Optimize ec duplication and its md5 hashing
Originally, ec duplication is designed to make duplicated copy at chunk_transformer function for each node. However, it can cause doubled (or more than, depends on ec_duplication_factor) etag calculation which should be expensive for Swift proxy work. Since this patch, chunk_transformer keeps only an unique fragments slot to store, and then, send_chunk in ECObjectController._transfer_data picks up the suitable chunk by unique backend fragment index assigned by _determine_chunk_destination function to send to object server. Note that, Putter still keeps node_index but the new putter_to_frag_index dict and frag_hasher (chunk_index and chunk_hasher in the old names) now refers the value by fragment index. Change-Id: Ib9e8a6f67c2985164dd20b049c7f144f19fd1822
This commit is contained in:
parent
cf1c44dff0
commit
4187c839c3
@ -1747,7 +1747,12 @@ class MIMEPutter(Putter):
|
||||
mime_boundary, multiphase=need_multiphase)
|
||||
|
||||
|
||||
def chunk_transformer(policy, nstreams):
|
||||
def chunk_transformer(policy):
|
||||
"""
|
||||
A generator to transform a source chunk to erasure coded chunks for each
|
||||
`send` call. The number of erasure coded chunks is as
|
||||
policy.ec_n_unique_fragments.
|
||||
"""
|
||||
segment_size = policy.ec_segment_size
|
||||
|
||||
buf = collections.deque()
|
||||
@ -1775,9 +1780,8 @@ def chunk_transformer(policy, nstreams):
|
||||
|
||||
frags_by_byte_order = []
|
||||
for chunk_to_encode in chunks_to_encode:
|
||||
encoded_chunks = policy.pyeclib_driver.encode(chunk_to_encode)
|
||||
send_chunks = encoded_chunks * policy.ec_duplication_factor
|
||||
frags_by_byte_order.append(send_chunks)
|
||||
frags_by_byte_order.append(
|
||||
policy.pyeclib_driver.encode(chunk_to_encode))
|
||||
# Sequential calls to encode() have given us a list that
|
||||
# looks like this:
|
||||
#
|
||||
@ -1802,9 +1806,9 @@ def chunk_transformer(policy, nstreams):
|
||||
last_bytes = ''.join(buf)
|
||||
if last_bytes:
|
||||
last_frags = policy.pyeclib_driver.encode(last_bytes)

◆ Data listing ◆
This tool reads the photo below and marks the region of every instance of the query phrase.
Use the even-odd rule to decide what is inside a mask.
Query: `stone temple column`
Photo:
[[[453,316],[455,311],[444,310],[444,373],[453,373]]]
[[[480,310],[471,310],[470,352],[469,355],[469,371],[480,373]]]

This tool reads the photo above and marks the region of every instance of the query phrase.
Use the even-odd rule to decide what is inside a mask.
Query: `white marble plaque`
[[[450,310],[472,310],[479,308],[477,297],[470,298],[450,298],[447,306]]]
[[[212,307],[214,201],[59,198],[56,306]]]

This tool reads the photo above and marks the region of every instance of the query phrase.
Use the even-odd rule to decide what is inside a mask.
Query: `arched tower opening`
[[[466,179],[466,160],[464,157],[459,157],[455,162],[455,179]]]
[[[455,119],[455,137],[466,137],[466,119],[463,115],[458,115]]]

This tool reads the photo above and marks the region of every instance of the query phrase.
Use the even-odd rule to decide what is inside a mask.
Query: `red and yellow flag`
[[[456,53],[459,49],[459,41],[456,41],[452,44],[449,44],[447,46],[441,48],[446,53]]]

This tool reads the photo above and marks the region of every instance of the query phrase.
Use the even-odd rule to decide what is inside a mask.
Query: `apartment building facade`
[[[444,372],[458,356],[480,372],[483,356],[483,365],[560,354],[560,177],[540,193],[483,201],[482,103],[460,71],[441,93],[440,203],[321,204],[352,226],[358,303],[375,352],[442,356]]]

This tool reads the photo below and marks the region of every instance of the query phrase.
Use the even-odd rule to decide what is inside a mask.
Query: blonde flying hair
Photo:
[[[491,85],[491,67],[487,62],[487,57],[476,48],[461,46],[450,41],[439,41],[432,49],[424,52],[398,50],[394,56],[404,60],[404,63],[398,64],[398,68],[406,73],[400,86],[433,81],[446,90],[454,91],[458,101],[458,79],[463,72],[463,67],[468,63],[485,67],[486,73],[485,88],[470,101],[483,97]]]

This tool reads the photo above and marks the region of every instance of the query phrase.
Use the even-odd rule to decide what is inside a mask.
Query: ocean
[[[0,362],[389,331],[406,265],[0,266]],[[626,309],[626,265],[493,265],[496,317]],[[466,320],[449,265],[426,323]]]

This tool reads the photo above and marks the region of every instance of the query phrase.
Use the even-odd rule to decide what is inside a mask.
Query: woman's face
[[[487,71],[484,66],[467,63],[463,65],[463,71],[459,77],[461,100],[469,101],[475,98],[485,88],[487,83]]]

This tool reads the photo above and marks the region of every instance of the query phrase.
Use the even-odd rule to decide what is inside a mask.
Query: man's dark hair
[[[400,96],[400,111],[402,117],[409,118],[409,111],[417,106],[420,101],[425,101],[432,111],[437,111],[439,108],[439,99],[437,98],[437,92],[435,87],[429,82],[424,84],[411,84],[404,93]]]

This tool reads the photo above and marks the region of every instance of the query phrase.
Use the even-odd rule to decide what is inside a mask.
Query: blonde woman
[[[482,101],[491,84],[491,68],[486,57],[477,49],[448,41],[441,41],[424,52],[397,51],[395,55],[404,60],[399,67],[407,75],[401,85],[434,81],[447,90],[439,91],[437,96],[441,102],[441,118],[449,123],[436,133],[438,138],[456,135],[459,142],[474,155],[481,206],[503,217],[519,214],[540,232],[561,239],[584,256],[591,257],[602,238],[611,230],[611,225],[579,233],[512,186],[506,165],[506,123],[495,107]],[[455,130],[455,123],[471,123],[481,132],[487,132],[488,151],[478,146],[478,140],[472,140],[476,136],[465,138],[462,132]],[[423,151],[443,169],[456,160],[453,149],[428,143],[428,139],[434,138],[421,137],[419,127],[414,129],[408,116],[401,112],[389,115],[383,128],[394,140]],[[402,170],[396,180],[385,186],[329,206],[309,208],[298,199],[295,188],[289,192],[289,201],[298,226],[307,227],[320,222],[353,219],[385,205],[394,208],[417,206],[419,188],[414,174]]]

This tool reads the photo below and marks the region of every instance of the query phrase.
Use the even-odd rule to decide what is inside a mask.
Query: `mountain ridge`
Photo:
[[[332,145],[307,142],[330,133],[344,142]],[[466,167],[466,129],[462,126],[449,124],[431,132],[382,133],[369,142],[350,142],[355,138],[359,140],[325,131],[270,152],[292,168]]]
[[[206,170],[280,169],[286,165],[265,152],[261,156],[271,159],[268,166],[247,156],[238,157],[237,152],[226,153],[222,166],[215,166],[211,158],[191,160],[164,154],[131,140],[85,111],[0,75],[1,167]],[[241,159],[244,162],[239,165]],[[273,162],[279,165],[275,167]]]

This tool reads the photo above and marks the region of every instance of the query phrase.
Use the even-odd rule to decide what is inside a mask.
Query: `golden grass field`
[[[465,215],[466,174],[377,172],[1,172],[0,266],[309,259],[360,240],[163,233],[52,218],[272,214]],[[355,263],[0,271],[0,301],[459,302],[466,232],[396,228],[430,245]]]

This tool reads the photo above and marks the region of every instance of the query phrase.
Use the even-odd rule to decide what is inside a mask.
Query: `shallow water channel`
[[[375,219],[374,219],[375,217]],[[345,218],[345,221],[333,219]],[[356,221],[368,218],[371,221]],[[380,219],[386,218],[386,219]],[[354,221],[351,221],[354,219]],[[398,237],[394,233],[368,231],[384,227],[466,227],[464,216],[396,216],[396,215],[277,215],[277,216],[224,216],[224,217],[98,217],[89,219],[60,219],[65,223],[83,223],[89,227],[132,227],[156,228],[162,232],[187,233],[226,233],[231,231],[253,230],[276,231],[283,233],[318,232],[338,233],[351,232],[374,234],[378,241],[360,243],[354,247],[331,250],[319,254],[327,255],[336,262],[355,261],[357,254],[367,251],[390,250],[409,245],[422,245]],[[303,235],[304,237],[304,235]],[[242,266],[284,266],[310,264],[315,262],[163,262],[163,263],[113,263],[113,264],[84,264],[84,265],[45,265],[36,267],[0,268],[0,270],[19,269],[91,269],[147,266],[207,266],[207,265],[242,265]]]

◆ What you should do ◆
Answer each question from the commit page:
(a) What were the old names of the new putter_to_frag_index dict and frag_hasher?
(b) According to the docstring of chunk_transformer, what determines the number of erasure coded chunks?
(c) What Change-Id does the commit give?
Please rely only on the commit page for what comes next.

◆ Task output ◆
(a) chunk_index and chunk_hasher
(b) policy.ec_n_unique_fragments
(c) Ib9e8a6f67c2985164dd20b049c7f144f19fd1822